DATA PROVIDED:
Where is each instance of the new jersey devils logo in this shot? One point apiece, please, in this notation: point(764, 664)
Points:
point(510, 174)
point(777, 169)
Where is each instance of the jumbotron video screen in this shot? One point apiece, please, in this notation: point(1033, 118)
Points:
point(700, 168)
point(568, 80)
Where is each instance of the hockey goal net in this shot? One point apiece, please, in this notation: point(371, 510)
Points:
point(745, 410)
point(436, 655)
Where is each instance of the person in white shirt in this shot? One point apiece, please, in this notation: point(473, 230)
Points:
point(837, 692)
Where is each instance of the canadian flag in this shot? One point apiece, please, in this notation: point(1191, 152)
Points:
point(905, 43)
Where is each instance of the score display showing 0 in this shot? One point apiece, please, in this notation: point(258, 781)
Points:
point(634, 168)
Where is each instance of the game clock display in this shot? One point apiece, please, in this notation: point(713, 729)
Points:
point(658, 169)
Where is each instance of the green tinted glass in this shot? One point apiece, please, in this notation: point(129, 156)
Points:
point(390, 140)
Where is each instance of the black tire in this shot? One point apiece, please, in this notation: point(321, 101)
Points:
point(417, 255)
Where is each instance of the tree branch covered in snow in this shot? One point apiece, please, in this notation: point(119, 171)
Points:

EXERCISE DETAILS: State how many lines of the entries above include the string "display". The reply is that number alone.

EXERCISE OUTPUT: 2